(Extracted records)
━━━━━━━━
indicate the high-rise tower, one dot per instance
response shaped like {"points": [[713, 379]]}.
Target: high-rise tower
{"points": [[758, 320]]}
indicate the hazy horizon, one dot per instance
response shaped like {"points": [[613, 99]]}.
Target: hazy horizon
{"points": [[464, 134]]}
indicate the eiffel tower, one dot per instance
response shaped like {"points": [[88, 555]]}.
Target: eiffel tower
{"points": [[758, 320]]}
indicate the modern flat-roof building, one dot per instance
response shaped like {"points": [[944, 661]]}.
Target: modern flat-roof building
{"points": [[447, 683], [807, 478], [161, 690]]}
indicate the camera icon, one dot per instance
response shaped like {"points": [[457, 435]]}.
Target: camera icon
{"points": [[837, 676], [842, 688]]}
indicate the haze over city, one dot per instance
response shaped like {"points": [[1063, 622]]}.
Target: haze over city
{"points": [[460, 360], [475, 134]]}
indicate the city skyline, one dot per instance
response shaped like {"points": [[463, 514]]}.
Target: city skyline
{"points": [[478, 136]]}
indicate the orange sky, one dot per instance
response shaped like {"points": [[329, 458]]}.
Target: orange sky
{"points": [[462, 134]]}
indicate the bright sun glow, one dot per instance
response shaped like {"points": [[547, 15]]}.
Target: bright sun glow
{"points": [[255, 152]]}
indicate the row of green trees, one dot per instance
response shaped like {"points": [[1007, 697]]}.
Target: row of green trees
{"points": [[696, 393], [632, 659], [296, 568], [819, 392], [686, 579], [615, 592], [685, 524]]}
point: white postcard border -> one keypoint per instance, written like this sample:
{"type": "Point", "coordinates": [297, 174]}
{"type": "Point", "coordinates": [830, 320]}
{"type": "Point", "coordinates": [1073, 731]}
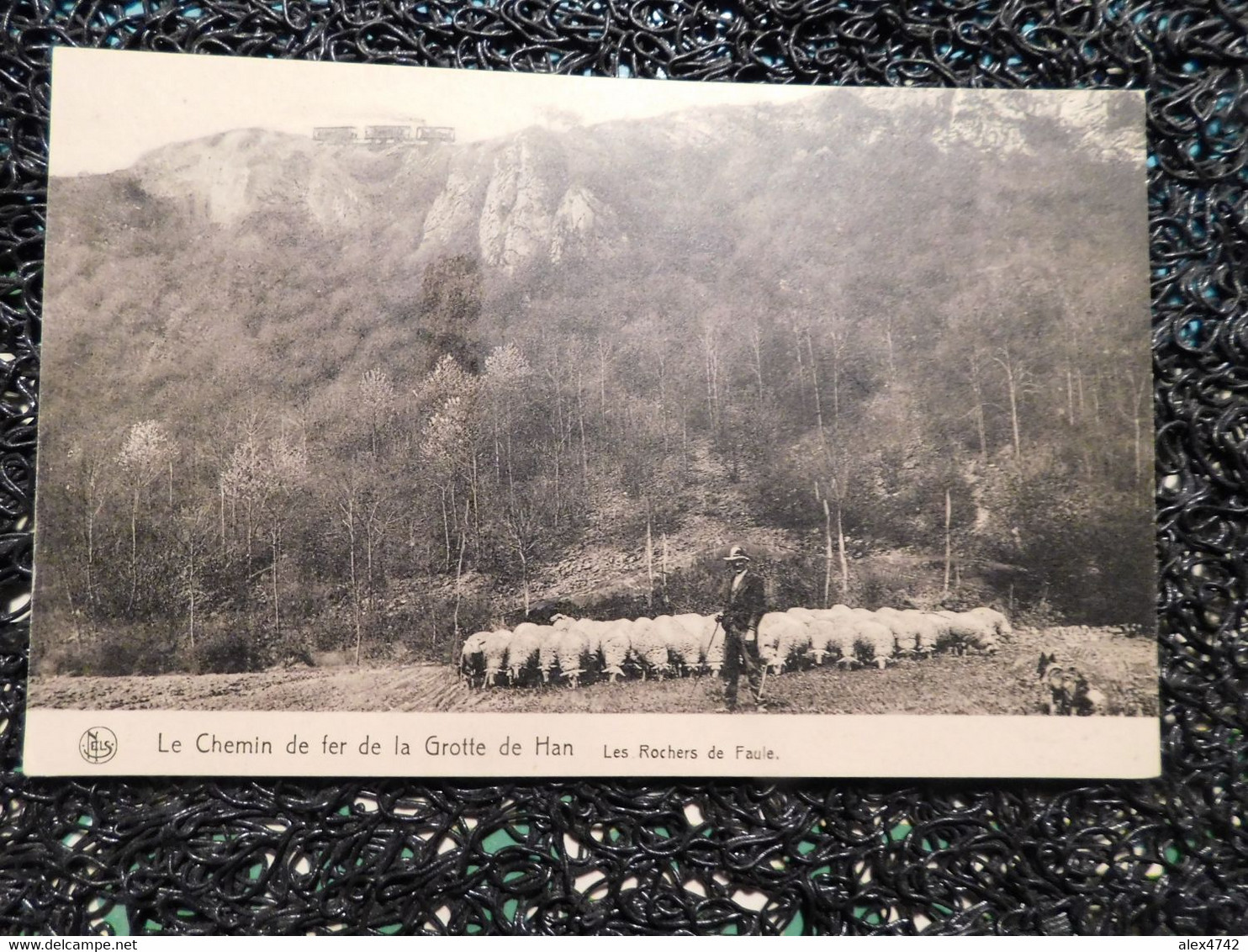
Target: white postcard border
{"type": "Point", "coordinates": [77, 743]}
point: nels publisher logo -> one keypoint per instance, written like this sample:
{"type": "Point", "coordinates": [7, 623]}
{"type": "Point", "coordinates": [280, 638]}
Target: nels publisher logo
{"type": "Point", "coordinates": [98, 745]}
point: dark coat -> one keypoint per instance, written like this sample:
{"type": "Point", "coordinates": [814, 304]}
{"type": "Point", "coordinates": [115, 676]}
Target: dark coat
{"type": "Point", "coordinates": [747, 606]}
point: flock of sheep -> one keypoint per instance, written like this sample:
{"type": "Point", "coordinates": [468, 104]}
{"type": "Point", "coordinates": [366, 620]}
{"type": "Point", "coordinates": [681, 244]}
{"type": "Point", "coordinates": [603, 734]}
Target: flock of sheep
{"type": "Point", "coordinates": [573, 650]}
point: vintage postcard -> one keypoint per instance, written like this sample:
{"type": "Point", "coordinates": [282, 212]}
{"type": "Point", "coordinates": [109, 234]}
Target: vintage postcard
{"type": "Point", "coordinates": [449, 423]}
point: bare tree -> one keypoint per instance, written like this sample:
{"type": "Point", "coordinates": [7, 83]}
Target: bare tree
{"type": "Point", "coordinates": [142, 457]}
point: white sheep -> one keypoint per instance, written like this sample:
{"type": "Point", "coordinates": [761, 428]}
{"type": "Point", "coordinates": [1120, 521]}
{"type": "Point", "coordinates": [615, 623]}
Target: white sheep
{"type": "Point", "coordinates": [614, 643]}
{"type": "Point", "coordinates": [472, 658]}
{"type": "Point", "coordinates": [905, 632]}
{"type": "Point", "coordinates": [572, 652]}
{"type": "Point", "coordinates": [1001, 626]}
{"type": "Point", "coordinates": [547, 650]}
{"type": "Point", "coordinates": [781, 637]}
{"type": "Point", "coordinates": [832, 640]}
{"type": "Point", "coordinates": [684, 643]}
{"type": "Point", "coordinates": [649, 645]}
{"type": "Point", "coordinates": [873, 642]}
{"type": "Point", "coordinates": [971, 630]}
{"type": "Point", "coordinates": [926, 630]}
{"type": "Point", "coordinates": [495, 652]}
{"type": "Point", "coordinates": [523, 649]}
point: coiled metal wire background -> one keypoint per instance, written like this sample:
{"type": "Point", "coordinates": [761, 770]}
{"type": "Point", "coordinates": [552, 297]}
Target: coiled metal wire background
{"type": "Point", "coordinates": [235, 856]}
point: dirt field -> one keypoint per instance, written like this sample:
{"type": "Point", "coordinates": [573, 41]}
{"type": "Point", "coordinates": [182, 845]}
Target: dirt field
{"type": "Point", "coordinates": [1122, 668]}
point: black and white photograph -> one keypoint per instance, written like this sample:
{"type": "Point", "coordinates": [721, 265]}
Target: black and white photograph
{"type": "Point", "coordinates": [394, 389]}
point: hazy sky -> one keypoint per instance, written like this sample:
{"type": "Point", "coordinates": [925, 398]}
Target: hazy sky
{"type": "Point", "coordinates": [111, 106]}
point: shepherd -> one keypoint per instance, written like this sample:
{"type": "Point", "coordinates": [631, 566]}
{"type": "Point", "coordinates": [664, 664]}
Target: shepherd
{"type": "Point", "coordinates": [744, 606]}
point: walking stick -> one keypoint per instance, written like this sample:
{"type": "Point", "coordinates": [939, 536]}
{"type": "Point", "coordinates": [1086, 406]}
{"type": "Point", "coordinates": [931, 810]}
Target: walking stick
{"type": "Point", "coordinates": [711, 643]}
{"type": "Point", "coordinates": [763, 680]}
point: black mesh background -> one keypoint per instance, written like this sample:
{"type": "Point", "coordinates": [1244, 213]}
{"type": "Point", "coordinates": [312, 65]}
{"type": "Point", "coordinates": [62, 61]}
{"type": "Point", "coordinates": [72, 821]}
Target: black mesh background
{"type": "Point", "coordinates": [828, 857]}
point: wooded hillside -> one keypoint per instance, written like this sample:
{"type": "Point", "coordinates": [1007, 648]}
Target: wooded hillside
{"type": "Point", "coordinates": [299, 394]}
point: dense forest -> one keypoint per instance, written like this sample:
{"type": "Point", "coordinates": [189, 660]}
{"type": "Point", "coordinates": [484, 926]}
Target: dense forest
{"type": "Point", "coordinates": [301, 394]}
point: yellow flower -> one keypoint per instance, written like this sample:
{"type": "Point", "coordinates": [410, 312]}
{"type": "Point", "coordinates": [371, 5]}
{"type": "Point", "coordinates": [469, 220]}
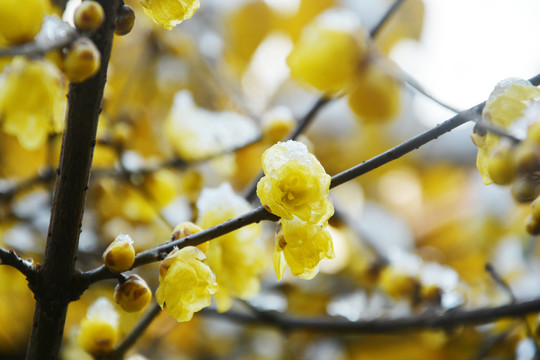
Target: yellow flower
{"type": "Point", "coordinates": [328, 55]}
{"type": "Point", "coordinates": [20, 21]}
{"type": "Point", "coordinates": [506, 105]}
{"type": "Point", "coordinates": [185, 283]}
{"type": "Point", "coordinates": [235, 258]}
{"type": "Point", "coordinates": [169, 13]}
{"type": "Point", "coordinates": [302, 246]}
{"type": "Point", "coordinates": [120, 254]}
{"type": "Point", "coordinates": [295, 184]}
{"type": "Point", "coordinates": [99, 330]}
{"type": "Point", "coordinates": [32, 101]}
{"type": "Point", "coordinates": [376, 96]}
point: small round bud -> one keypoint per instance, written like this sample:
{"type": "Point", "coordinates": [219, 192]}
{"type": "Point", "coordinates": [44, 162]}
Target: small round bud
{"type": "Point", "coordinates": [533, 133]}
{"type": "Point", "coordinates": [533, 225]}
{"type": "Point", "coordinates": [188, 228]}
{"type": "Point", "coordinates": [124, 20]}
{"type": "Point", "coordinates": [501, 166]}
{"type": "Point", "coordinates": [527, 157]}
{"type": "Point", "coordinates": [133, 294]}
{"type": "Point", "coordinates": [535, 208]}
{"type": "Point", "coordinates": [82, 61]}
{"type": "Point", "coordinates": [89, 16]}
{"type": "Point", "coordinates": [120, 255]}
━━━━━━━━
EXERCISE TASK: Reproduce all of the data exactly, omitting each picture it holds.

RESPONSE TO THE EXERCISE:
indicate the high-rise tower, one dot per instance
response shaped like {"points": [[713, 379]]}.
Target: high-rise tower
{"points": [[758, 320]]}
indicate the hazy horizon, one dot per instance
response shaped like {"points": [[613, 99]]}.
Target: hazy horizon
{"points": [[464, 134]]}
indicate the eiffel tower, one dot per instance
response shaped like {"points": [[88, 555]]}.
Target: eiffel tower
{"points": [[758, 320]]}
indicate the modern flat-roof building, one dot per instance
response shaped like {"points": [[944, 661]]}.
Target: modern flat-roof building
{"points": [[447, 683], [807, 478], [161, 690]]}
indicate the camera icon, one dot per instance
response shaped like {"points": [[457, 435]]}.
Target: camera icon
{"points": [[837, 676], [842, 688]]}
indicate the haze over city, one dot per instance
response shaped like {"points": [[1063, 622]]}.
Target: haze over city
{"points": [[460, 360], [475, 134]]}
indicate the city skyline, one dot per instance
response shaped like {"points": [[463, 514]]}.
Target: city skyline
{"points": [[478, 136]]}
indicate the orange sky, one dot per instance
response shaped like {"points": [[329, 458]]}.
Target: orange sky
{"points": [[462, 134]]}
indicate the bright sun glow, one dot per instance
response shaped like {"points": [[547, 15]]}.
Target: bright sun glow
{"points": [[255, 152]]}
indicate the row of green trees, one dot per instance
response shaped like {"points": [[1007, 697]]}.
Target: row of green trees
{"points": [[696, 393], [632, 659], [296, 568], [819, 392], [686, 579], [615, 592], [685, 524]]}
point: white postcard border -> one keypoint per instance, written like this sample:
{"type": "Point", "coordinates": [297, 174]}
{"type": "Point", "coordinates": [830, 320]}
{"type": "Point", "coordinates": [1073, 731]}
Target: white postcard border
{"type": "Point", "coordinates": [77, 743]}
point: nels publisher logo -> one keypoint per instance, written like this sample:
{"type": "Point", "coordinates": [7, 623]}
{"type": "Point", "coordinates": [280, 638]}
Target: nels publisher logo
{"type": "Point", "coordinates": [98, 745]}
point: dark coat -> one keypoint per instance, written like this sample:
{"type": "Point", "coordinates": [814, 304]}
{"type": "Point", "coordinates": [115, 676]}
Target: dark coat
{"type": "Point", "coordinates": [747, 606]}
point: flock of sheep -> one keypoint per instance, written like this sample:
{"type": "Point", "coordinates": [468, 104]}
{"type": "Point", "coordinates": [366, 620]}
{"type": "Point", "coordinates": [681, 244]}
{"type": "Point", "coordinates": [603, 734]}
Target: flock of sheep
{"type": "Point", "coordinates": [573, 650]}
point: vintage postcard -> one keypoint per instance, written like this sample:
{"type": "Point", "coordinates": [282, 212]}
{"type": "Point", "coordinates": [109, 234]}
Target: vintage postcard
{"type": "Point", "coordinates": [449, 423]}
point: bare tree -> one keypoint per instance, written like this sample:
{"type": "Point", "coordinates": [7, 83]}
Target: bare tree
{"type": "Point", "coordinates": [142, 457]}
point: white sheep -> one keypoint per instance, written like this sample:
{"type": "Point", "coordinates": [761, 428]}
{"type": "Point", "coordinates": [1120, 521]}
{"type": "Point", "coordinates": [615, 623]}
Target: white sheep
{"type": "Point", "coordinates": [614, 643]}
{"type": "Point", "coordinates": [472, 658]}
{"type": "Point", "coordinates": [905, 632]}
{"type": "Point", "coordinates": [572, 652]}
{"type": "Point", "coordinates": [1001, 626]}
{"type": "Point", "coordinates": [547, 650]}
{"type": "Point", "coordinates": [781, 637]}
{"type": "Point", "coordinates": [832, 640]}
{"type": "Point", "coordinates": [684, 643]}
{"type": "Point", "coordinates": [649, 645]}
{"type": "Point", "coordinates": [873, 642]}
{"type": "Point", "coordinates": [971, 630]}
{"type": "Point", "coordinates": [926, 630]}
{"type": "Point", "coordinates": [495, 652]}
{"type": "Point", "coordinates": [523, 649]}
point: coiled metal wire background -> one keypoint per instance, written like this sample:
{"type": "Point", "coordinates": [761, 770]}
{"type": "Point", "coordinates": [552, 297]}
Target: coiled metal wire background
{"type": "Point", "coordinates": [235, 856]}
point: dirt field -> one keypoint per instance, written like this sample:
{"type": "Point", "coordinates": [573, 41]}
{"type": "Point", "coordinates": [182, 845]}
Target: dirt field
{"type": "Point", "coordinates": [1122, 668]}
point: black and white photograph -> one keypoint per instance, written like this sample:
{"type": "Point", "coordinates": [721, 265]}
Target: black and white photograph
{"type": "Point", "coordinates": [394, 389]}
point: hazy sky -> one keypoint per instance, written like this sample:
{"type": "Point", "coordinates": [925, 398]}
Target: hazy sky
{"type": "Point", "coordinates": [111, 106]}
point: shepherd -> one keypoint per instance, written like this sample:
{"type": "Point", "coordinates": [631, 566]}
{"type": "Point", "coordinates": [664, 664]}
Target: shepherd
{"type": "Point", "coordinates": [744, 606]}
point: walking stick -> one keypoint per instance, written like this sample:
{"type": "Point", "coordinates": [939, 536]}
{"type": "Point", "coordinates": [1086, 406]}
{"type": "Point", "coordinates": [931, 810]}
Target: walking stick
{"type": "Point", "coordinates": [711, 643]}
{"type": "Point", "coordinates": [763, 680]}
point: black mesh background -> one keypoint per instance, written like this sample:
{"type": "Point", "coordinates": [1244, 213]}
{"type": "Point", "coordinates": [312, 65]}
{"type": "Point", "coordinates": [62, 61]}
{"type": "Point", "coordinates": [72, 821]}
Target: black mesh background
{"type": "Point", "coordinates": [828, 857]}
point: wooded hillside -> one keypoint per instance, written like this sample:
{"type": "Point", "coordinates": [1007, 648]}
Target: wooded hillside
{"type": "Point", "coordinates": [299, 394]}
point: dense forest -> one keypoint per instance, written like this sample:
{"type": "Point", "coordinates": [189, 660]}
{"type": "Point", "coordinates": [484, 926]}
Target: dense forest
{"type": "Point", "coordinates": [301, 394]}
point: yellow flower -> one keypoint per instance, written like this sample:
{"type": "Point", "coordinates": [410, 312]}
{"type": "Point", "coordinates": [371, 5]}
{"type": "Point", "coordinates": [469, 220]}
Target: yellow flower
{"type": "Point", "coordinates": [328, 55]}
{"type": "Point", "coordinates": [20, 21]}
{"type": "Point", "coordinates": [506, 105]}
{"type": "Point", "coordinates": [185, 283]}
{"type": "Point", "coordinates": [235, 258]}
{"type": "Point", "coordinates": [169, 13]}
{"type": "Point", "coordinates": [302, 246]}
{"type": "Point", "coordinates": [120, 254]}
{"type": "Point", "coordinates": [295, 184]}
{"type": "Point", "coordinates": [99, 330]}
{"type": "Point", "coordinates": [32, 101]}
{"type": "Point", "coordinates": [376, 96]}
point: small round bud -> one keypoint per instance, written like this sample:
{"type": "Point", "coordinates": [219, 192]}
{"type": "Point", "coordinates": [44, 162]}
Target: small round bud
{"type": "Point", "coordinates": [533, 133]}
{"type": "Point", "coordinates": [533, 225]}
{"type": "Point", "coordinates": [188, 228]}
{"type": "Point", "coordinates": [124, 20]}
{"type": "Point", "coordinates": [501, 166]}
{"type": "Point", "coordinates": [527, 157]}
{"type": "Point", "coordinates": [133, 294]}
{"type": "Point", "coordinates": [535, 208]}
{"type": "Point", "coordinates": [82, 61]}
{"type": "Point", "coordinates": [89, 16]}
{"type": "Point", "coordinates": [120, 255]}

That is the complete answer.